#### Task to complete:
The records are given next. Repeat each one exactly.

#### Provided data:

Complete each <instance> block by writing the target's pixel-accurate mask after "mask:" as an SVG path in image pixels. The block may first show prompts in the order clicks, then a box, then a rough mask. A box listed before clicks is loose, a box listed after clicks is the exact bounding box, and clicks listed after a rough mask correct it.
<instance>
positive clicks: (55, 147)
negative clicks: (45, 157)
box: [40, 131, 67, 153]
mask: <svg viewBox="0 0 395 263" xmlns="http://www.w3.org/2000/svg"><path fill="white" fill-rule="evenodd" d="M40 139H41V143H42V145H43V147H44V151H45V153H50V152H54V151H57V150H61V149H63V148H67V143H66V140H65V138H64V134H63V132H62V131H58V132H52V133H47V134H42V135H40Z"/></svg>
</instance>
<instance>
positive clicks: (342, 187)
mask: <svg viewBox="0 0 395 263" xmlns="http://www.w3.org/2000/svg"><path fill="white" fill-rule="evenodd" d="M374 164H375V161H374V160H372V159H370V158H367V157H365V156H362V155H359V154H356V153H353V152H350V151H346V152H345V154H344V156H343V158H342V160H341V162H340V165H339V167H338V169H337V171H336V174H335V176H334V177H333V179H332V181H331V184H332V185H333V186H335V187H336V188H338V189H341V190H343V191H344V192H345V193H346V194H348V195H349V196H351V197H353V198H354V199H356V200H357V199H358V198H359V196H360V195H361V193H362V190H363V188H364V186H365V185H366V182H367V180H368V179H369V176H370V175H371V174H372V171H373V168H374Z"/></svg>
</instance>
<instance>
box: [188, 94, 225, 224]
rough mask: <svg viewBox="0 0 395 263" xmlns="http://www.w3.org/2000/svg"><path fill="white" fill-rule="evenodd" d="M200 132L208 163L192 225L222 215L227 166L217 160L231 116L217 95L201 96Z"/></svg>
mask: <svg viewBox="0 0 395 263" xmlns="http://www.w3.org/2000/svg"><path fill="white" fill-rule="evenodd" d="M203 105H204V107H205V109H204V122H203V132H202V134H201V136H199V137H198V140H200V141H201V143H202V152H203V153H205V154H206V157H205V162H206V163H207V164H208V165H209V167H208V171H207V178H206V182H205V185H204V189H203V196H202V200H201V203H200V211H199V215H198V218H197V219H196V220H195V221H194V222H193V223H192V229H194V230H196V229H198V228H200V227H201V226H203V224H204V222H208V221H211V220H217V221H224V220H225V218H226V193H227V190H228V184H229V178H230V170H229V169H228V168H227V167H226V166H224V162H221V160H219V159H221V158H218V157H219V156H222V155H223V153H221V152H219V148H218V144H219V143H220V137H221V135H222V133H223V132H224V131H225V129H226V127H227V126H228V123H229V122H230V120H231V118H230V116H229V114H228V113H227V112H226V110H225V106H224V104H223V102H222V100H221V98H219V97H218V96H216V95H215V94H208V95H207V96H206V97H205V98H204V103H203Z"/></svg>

#### Response below:
Complete each <instance> block by writing the target's pixel-accurate mask after "mask:" as an SVG path in image pixels. The block may first show prompts in the order clicks, then a box, then a rough mask. A box listed before clicks is loose, a box listed after clicks is the exact bounding box, and clicks listed after a rough mask correct it.
<instance>
positive clicks: (55, 147)
negative clicks: (45, 157)
box: [40, 131, 67, 153]
mask: <svg viewBox="0 0 395 263" xmlns="http://www.w3.org/2000/svg"><path fill="white" fill-rule="evenodd" d="M40 139H41V143H42V145H43V147H44V151H45V153H50V152H54V151H57V150H61V149H63V148H67V143H66V140H65V138H64V134H63V132H62V131H58V132H52V133H47V134H42V135H40Z"/></svg>
</instance>
<instance>
positive clicks: (342, 187)
mask: <svg viewBox="0 0 395 263" xmlns="http://www.w3.org/2000/svg"><path fill="white" fill-rule="evenodd" d="M374 164H375V161H374V160H372V159H370V158H367V157H365V156H362V155H359V154H356V153H353V152H350V151H346V152H345V154H344V156H343V158H342V160H341V162H340V165H339V167H338V169H337V171H336V174H335V176H334V177H333V179H332V181H331V184H332V185H333V186H335V187H336V188H338V189H341V190H343V191H344V192H345V193H346V194H348V195H349V196H351V197H353V198H354V199H356V200H357V199H358V198H359V196H360V195H361V193H362V190H363V188H364V186H365V185H366V182H367V180H368V179H369V176H370V175H371V174H372V171H373V168H374Z"/></svg>
</instance>
<instance>
box: [188, 94, 225, 224]
rough mask: <svg viewBox="0 0 395 263" xmlns="http://www.w3.org/2000/svg"><path fill="white" fill-rule="evenodd" d="M200 132L208 163L192 225L222 215L227 166L217 160L231 116L217 95L201 96Z"/></svg>
mask: <svg viewBox="0 0 395 263" xmlns="http://www.w3.org/2000/svg"><path fill="white" fill-rule="evenodd" d="M203 105H204V107H205V109H204V122H203V132H202V134H201V136H199V137H198V140H200V141H201V143H202V152H203V153H205V154H206V157H205V162H206V163H207V164H208V165H209V167H208V171H207V178H206V182H205V185H204V189H203V196H202V200H201V203H200V211H199V215H198V218H197V219H196V220H195V221H194V222H193V223H192V229H194V230H196V229H198V228H200V227H201V226H203V224H204V222H208V221H211V220H217V221H224V220H225V218H226V193H227V190H228V184H229V178H230V170H229V169H228V168H227V167H226V166H224V162H221V160H219V159H221V158H218V157H219V156H222V155H223V153H221V152H219V148H218V144H219V143H220V137H221V135H222V133H223V132H224V131H225V129H226V127H227V126H228V123H229V122H230V120H231V118H230V116H229V114H228V113H227V112H226V110H225V106H224V104H223V102H222V100H221V98H219V97H218V96H216V95H215V94H208V95H207V96H206V97H205V98H204V103H203Z"/></svg>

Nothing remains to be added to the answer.